[TO DO]
Please state how many lines of the data contain "below". The number by itself is enough.

- - -

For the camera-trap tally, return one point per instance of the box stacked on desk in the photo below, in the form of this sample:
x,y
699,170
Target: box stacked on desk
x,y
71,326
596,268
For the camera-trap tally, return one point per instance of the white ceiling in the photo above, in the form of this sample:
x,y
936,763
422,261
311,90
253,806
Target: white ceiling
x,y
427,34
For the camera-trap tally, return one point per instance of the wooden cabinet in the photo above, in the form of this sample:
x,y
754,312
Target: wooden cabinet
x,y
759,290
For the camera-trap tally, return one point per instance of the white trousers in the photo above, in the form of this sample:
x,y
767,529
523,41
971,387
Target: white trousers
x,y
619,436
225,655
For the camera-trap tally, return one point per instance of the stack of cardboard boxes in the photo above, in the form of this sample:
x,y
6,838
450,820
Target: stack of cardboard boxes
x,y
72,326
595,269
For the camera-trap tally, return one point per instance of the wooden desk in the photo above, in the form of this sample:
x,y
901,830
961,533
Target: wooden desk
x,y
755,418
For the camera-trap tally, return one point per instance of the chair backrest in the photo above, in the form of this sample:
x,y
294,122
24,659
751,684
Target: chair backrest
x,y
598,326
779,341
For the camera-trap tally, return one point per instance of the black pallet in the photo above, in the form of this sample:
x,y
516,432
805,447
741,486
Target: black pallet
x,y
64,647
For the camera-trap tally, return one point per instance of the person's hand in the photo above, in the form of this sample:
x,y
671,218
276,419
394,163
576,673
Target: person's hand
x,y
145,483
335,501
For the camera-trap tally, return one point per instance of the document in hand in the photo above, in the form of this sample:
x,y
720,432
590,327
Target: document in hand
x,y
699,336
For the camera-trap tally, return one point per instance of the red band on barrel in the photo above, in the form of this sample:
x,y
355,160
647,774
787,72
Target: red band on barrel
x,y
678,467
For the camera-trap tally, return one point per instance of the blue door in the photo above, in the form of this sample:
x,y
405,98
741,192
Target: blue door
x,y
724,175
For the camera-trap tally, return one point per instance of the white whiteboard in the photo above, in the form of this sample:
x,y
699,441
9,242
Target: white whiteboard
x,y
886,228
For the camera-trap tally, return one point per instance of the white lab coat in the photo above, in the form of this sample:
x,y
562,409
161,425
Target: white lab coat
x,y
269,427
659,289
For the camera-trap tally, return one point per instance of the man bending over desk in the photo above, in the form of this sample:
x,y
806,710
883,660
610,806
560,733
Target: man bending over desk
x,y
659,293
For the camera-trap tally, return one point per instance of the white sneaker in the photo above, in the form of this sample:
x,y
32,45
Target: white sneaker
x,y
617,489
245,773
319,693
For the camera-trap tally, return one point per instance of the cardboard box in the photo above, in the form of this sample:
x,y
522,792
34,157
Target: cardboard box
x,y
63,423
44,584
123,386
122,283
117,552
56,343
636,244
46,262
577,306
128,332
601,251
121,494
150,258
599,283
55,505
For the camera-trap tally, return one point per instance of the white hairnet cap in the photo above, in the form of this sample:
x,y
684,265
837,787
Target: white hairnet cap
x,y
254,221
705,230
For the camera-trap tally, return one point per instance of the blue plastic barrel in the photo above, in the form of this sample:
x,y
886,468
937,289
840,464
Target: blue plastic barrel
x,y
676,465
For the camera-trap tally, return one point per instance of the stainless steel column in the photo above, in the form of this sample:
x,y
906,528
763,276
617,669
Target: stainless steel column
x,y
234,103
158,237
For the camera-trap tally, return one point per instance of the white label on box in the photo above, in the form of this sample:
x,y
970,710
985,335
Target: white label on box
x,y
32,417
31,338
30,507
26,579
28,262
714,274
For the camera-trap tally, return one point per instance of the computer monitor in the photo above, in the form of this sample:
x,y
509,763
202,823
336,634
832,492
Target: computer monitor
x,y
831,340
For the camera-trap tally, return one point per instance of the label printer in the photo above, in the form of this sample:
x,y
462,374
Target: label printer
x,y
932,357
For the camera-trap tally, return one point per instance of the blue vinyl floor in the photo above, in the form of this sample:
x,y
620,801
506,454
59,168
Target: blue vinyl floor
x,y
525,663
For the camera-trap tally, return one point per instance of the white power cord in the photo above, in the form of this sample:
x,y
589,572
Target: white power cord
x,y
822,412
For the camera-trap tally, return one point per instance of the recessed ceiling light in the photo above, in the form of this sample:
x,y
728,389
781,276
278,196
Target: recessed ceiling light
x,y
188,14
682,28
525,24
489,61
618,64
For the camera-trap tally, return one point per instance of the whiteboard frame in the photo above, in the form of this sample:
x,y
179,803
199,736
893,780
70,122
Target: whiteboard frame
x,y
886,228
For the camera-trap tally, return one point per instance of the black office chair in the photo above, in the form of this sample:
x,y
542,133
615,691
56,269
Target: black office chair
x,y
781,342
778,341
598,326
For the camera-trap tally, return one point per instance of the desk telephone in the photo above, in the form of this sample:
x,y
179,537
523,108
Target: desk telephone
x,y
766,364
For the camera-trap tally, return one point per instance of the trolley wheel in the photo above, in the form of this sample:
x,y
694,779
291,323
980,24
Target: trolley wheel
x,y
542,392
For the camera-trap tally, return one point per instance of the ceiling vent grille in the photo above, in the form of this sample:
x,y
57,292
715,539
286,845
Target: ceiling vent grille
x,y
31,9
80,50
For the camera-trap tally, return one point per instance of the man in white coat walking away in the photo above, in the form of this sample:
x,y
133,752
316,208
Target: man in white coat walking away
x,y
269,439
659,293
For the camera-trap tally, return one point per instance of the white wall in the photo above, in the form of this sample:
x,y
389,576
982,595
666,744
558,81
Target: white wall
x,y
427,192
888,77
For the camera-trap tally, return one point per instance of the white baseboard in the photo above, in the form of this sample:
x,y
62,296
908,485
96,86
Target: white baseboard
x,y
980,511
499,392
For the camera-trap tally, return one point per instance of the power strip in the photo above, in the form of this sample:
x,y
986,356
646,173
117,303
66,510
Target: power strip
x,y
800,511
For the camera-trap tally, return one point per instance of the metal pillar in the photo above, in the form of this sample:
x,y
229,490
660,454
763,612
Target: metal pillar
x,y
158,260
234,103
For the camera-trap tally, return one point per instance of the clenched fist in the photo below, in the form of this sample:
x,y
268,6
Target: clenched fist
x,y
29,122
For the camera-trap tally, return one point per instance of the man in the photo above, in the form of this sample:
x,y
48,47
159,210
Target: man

- - -

[ANSWER TO THIS PROBLEM]
2